╭─ EXCERPT TO READ
How to adjust dialysate (Continuous Renal Replacement Therapy) to reduce metabolic acidosis?

From the Guidelines

To reduce metabolic acidosis during Continuous Renal Replacement Therapy (CRRT), increase the bicarbonate concentration in the dialysate or replacement fluid to 35-40 mEq/L from the standard 32 mEq/L, as recommended by recent guidelines 1. This approach is supported by the fact that bicarbonate has become the preferred buffer for CRRT due to its ability to effectively correct metabolic acidosis without the risks associated with lactate, especially in patients with lactic acidosis or liver failure 1. The adjustment can be made by either adding sodium bicarbonate to the dialysate solution or by selecting commercially available solutions with higher bicarbonate content. For severe acidosis (pH < 7.2 or bicarbonate < 15 mEq/L), consider initially using a dialysate with 40 mEq/L of bicarbonate, then titrating down as the acidosis improves, as part of a strategy to closely monitor and manage the patient's acid-base balance 1. Monitoring arterial blood gases every 4-6 hours is crucial to assess the response to these adjustments and to make further changes as necessary. Additionally, ensuring adequate CRRT flow rates (typically 25-35 mL/kg/hr) is important to optimize the clearance of acid metabolites and support the recovery of kidney function 1. If acidosis persists despite these measures, it is essential to evaluate for ongoing acid production from conditions like lactic acidosis, ketoacidosis, or tissue hypoperfusion that may require additional interventions beyond dialysate adjustments. The choice of bicarbonate as the buffer is further supported by its widespread availability and the increased evidence of its benefits over lactate-based solutions for CRRT, making it a practical and effective choice for reducing metabolic acidosis in this context 1.

From the Research

Adjusting Dialysate to Reduce Acidosis on CRRT

To adjust dialysate and reduce metabolic acidosis on Continuous Renal Replacement Therapy (CRRT), several strategies can be employed:

• Adjusting the composition of the dialysate and replacement fluids to manage electrolyte and acid-base imbalances, as standard solutions may not be suitable for all patients 2.
╰─
╭─ RECORDS SUPPLIED
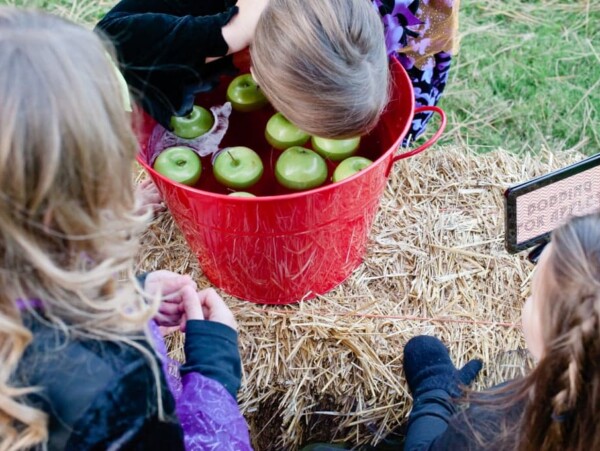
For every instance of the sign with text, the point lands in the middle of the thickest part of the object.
(534, 208)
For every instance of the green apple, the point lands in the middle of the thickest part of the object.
(281, 133)
(241, 194)
(195, 124)
(238, 167)
(299, 168)
(245, 95)
(180, 164)
(336, 149)
(349, 167)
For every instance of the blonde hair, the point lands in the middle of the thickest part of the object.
(323, 64)
(68, 225)
(558, 401)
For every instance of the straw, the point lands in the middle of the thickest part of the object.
(331, 368)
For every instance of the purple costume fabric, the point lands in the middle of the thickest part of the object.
(400, 20)
(210, 417)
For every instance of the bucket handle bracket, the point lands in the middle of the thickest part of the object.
(430, 141)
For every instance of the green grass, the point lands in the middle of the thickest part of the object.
(527, 76)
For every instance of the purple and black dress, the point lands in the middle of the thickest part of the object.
(103, 394)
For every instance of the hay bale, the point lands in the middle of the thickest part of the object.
(330, 369)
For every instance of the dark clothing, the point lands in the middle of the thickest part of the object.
(103, 395)
(435, 424)
(162, 46)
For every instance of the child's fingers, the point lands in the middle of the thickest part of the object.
(215, 308)
(211, 299)
(167, 283)
(170, 308)
(191, 303)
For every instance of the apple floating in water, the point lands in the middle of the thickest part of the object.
(298, 168)
(349, 167)
(180, 164)
(245, 95)
(282, 134)
(336, 149)
(195, 124)
(238, 167)
(241, 194)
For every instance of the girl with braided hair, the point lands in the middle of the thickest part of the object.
(557, 405)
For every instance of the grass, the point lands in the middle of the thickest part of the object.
(527, 76)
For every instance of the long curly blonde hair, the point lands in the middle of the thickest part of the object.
(68, 223)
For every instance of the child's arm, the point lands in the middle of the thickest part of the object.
(163, 48)
(211, 346)
(434, 383)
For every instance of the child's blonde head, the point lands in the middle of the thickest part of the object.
(67, 222)
(323, 64)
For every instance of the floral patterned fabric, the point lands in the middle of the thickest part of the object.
(422, 34)
(209, 415)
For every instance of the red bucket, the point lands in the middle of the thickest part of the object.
(287, 247)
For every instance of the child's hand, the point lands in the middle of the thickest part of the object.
(239, 31)
(210, 306)
(173, 288)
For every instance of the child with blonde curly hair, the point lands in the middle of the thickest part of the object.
(82, 365)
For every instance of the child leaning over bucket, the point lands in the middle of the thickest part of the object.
(322, 63)
(556, 406)
(83, 364)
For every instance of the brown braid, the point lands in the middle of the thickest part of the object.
(558, 403)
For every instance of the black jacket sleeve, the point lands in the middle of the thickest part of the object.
(211, 349)
(162, 46)
(126, 416)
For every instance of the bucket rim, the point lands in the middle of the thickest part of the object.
(397, 68)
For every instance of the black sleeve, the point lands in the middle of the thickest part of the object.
(125, 416)
(174, 7)
(162, 49)
(435, 424)
(211, 349)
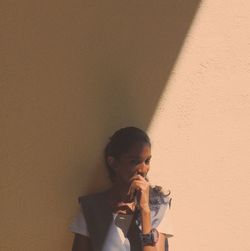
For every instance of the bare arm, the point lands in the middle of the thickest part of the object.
(81, 243)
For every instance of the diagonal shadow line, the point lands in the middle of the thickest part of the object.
(134, 49)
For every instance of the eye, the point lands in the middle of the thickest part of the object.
(134, 161)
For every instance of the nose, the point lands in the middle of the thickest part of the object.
(143, 170)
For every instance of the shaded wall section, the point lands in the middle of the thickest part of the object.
(71, 73)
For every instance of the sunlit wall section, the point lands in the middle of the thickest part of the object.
(200, 132)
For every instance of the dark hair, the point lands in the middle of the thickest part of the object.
(121, 142)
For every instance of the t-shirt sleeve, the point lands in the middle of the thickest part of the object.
(165, 225)
(79, 225)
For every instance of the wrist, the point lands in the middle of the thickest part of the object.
(144, 208)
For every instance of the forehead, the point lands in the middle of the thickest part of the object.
(139, 150)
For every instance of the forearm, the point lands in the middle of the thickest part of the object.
(146, 227)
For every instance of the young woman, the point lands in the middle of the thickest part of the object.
(131, 215)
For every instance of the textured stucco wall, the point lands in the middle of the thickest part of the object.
(72, 73)
(201, 131)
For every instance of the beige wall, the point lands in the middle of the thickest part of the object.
(73, 72)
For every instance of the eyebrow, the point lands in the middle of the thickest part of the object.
(137, 157)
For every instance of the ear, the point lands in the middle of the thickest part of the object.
(111, 161)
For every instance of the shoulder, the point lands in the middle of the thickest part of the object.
(159, 197)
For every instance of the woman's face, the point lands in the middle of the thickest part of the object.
(135, 161)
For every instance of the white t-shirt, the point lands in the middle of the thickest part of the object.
(119, 226)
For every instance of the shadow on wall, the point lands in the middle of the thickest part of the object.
(72, 74)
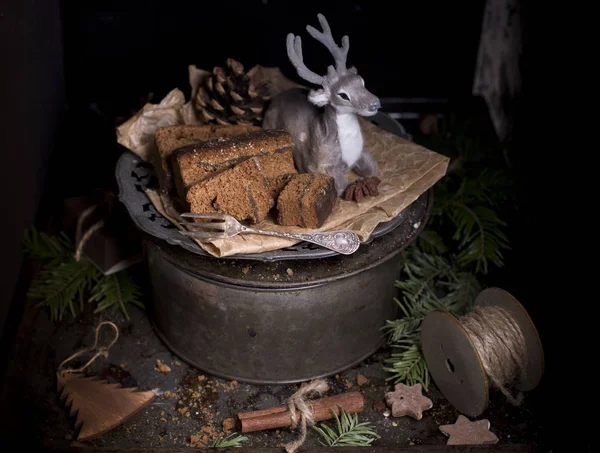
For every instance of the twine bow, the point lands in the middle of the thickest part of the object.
(101, 351)
(301, 410)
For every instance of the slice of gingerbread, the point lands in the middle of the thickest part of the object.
(306, 201)
(241, 192)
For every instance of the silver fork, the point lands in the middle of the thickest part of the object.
(219, 226)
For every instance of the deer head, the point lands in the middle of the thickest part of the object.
(342, 87)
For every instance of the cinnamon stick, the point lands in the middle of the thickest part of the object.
(279, 416)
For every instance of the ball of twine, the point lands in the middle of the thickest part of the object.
(301, 410)
(500, 344)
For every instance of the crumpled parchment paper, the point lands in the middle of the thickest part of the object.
(407, 170)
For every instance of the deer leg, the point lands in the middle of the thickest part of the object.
(366, 166)
(341, 182)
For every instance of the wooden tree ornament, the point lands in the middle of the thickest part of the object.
(99, 406)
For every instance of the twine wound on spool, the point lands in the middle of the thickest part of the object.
(501, 346)
(301, 412)
(101, 351)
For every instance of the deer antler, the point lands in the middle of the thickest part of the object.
(325, 37)
(294, 47)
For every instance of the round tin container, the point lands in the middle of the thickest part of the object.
(282, 321)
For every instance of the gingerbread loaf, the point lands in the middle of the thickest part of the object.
(170, 138)
(306, 201)
(194, 163)
(240, 191)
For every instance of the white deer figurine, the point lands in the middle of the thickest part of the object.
(326, 133)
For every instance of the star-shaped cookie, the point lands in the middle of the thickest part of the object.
(407, 400)
(466, 432)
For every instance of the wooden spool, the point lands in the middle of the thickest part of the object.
(454, 363)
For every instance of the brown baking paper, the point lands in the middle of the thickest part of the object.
(407, 170)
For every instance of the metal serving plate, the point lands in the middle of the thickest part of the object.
(134, 176)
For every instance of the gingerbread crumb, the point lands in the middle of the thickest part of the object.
(161, 367)
(379, 406)
(361, 380)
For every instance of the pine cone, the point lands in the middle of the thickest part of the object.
(231, 96)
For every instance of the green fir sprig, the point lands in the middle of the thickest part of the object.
(464, 238)
(66, 285)
(233, 440)
(348, 431)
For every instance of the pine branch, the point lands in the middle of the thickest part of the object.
(348, 431)
(116, 290)
(63, 281)
(409, 366)
(60, 283)
(231, 440)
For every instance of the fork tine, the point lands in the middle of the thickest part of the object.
(203, 215)
(203, 234)
(206, 225)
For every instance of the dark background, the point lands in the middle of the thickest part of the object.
(69, 68)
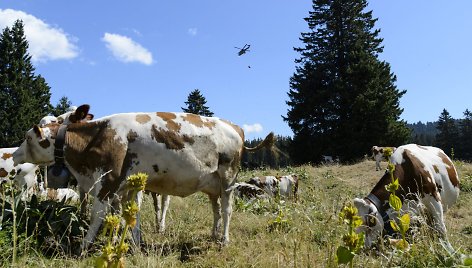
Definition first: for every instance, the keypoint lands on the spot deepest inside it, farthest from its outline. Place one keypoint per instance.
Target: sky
(148, 55)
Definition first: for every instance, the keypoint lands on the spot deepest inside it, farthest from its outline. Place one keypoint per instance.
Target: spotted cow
(428, 182)
(378, 155)
(24, 175)
(248, 191)
(284, 186)
(182, 154)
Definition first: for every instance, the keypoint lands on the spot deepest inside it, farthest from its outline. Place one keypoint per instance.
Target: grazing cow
(60, 194)
(284, 186)
(427, 178)
(249, 191)
(377, 154)
(328, 159)
(24, 175)
(182, 154)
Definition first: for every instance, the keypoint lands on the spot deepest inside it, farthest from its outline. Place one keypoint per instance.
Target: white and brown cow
(428, 180)
(283, 186)
(182, 154)
(246, 190)
(378, 155)
(23, 175)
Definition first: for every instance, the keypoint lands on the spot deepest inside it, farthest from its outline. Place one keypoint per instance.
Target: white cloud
(126, 50)
(192, 31)
(45, 41)
(252, 128)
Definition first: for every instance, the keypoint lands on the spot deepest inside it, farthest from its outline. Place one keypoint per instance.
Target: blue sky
(148, 55)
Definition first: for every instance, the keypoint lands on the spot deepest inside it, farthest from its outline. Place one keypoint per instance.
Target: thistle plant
(353, 241)
(403, 223)
(112, 253)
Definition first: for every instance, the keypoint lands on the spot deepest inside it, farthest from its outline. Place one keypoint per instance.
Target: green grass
(306, 234)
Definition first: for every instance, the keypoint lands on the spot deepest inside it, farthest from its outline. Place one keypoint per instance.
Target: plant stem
(14, 225)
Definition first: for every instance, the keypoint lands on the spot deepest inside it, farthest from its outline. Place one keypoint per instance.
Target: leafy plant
(280, 222)
(353, 241)
(403, 223)
(112, 252)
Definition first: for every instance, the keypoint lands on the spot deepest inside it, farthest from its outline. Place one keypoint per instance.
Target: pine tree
(343, 99)
(448, 134)
(62, 106)
(196, 104)
(24, 96)
(464, 149)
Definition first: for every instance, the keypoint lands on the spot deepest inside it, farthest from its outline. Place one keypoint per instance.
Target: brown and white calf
(378, 155)
(284, 186)
(428, 180)
(23, 175)
(248, 191)
(182, 154)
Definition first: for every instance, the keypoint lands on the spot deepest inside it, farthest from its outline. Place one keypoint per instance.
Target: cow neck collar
(59, 145)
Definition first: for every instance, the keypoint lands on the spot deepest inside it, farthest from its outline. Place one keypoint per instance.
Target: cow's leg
(99, 211)
(226, 203)
(435, 210)
(216, 216)
(157, 209)
(83, 202)
(165, 199)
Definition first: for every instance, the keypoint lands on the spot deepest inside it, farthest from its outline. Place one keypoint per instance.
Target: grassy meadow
(282, 233)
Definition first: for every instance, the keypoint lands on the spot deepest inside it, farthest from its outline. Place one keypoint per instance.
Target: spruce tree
(24, 96)
(465, 128)
(342, 98)
(196, 104)
(448, 134)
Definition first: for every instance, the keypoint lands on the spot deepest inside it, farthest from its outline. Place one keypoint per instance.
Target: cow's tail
(268, 142)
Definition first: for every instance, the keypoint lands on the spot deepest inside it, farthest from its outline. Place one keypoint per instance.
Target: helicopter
(243, 50)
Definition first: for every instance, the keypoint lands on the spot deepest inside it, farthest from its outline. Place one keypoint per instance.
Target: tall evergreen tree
(24, 96)
(448, 134)
(196, 104)
(343, 99)
(62, 106)
(465, 128)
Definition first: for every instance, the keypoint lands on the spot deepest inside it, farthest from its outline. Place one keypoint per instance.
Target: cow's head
(75, 115)
(372, 223)
(38, 147)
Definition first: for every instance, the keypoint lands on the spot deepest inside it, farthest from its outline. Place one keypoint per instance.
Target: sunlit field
(280, 233)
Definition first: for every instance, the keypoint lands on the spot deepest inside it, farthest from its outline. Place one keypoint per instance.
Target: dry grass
(310, 240)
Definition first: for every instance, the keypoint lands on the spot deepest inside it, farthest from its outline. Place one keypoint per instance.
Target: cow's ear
(79, 114)
(37, 130)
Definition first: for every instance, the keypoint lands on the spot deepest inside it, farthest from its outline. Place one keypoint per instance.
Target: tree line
(342, 98)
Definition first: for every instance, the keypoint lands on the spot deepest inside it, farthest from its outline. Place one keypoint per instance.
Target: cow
(248, 191)
(182, 154)
(284, 186)
(378, 155)
(328, 159)
(61, 194)
(428, 182)
(161, 204)
(24, 175)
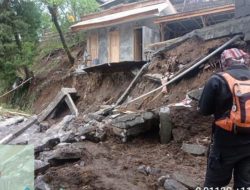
╰─
**WHAT THIS EXERCISE ASKS**:
**1)** Answer from the text on CRRT and metabolic acidosis:
(a) What bicarbonate concentration does it recommend for the dialysate or replacement fluid, and what is the standard level it replaces?
(b) How often should arterial blood gases be monitored?
(c) What CRRT flow rates does it call typical?
**2)** Translate this sentence from the text on CRRT and metabolic acidosis into Spanish: "The adjustment can be made by either adding sodium bicarbonate to the dialysate solution or by selecting commercially available solutions with higher bicarbonate content."
**3)** Carry on with the text on CRRT and metabolic acidosis from the point where it stops.
The data are separate material, unrelated to the text on CRRT and metabolic acidosis.

**RESPONSES BY ITEM NUMBER**:
**1)**
(a) 35-40 mEq/L, up from the standard 32 mEq/L.
(b) Every 4-6 hours.
(c) 25-35 mL/kg/hr.

**2)** El ajuste puede hacerse añadiendo bicarbonato de sodio a la solución del dializado o eligiendo soluciones disponibles comercialmente con un mayor contenido de bicarbonato.

**3)**
• Using bicarbonate-based fluids, which can help control acidosis better than lactate-based fluids, especially in patients with severe tissue acidosis, liver failure, or high-volume exchanges 3.
• Avoiding the use of dextrose-free dialysate solutions, which can lead to increased caloric loss, net glucose deficit, and shifting of the metabolic pathway towards gluconeogenesis and ketogenesis, resulting in metabolic acidosis 4.
• Administering dextrose-containing fluids or tube feeds to patients developing CRRT-associated ketoacidosis, which can help resolve ketonemia and acidosis 4.
• Considering the use of citrate anticoagulation, which can provide an adequate supply of anionic base to control metabolic acidosis, but may require careful monitoring to avoid hypercitratemia 3.

Key Considerations

When adjusting dialysate to reduce acidosis on CRRT, it is essential to:

• Monitor patients closely for signs of metabolic acidosis, such as hyperlactatemia or hypercitratemia, and adjust the dialysate composition accordingly 3.
• Be aware of the potential risks of using unbalanced electrolyte preparations, which can induce hyperchloremic acidosis and worsen kidney-related outcomes 5.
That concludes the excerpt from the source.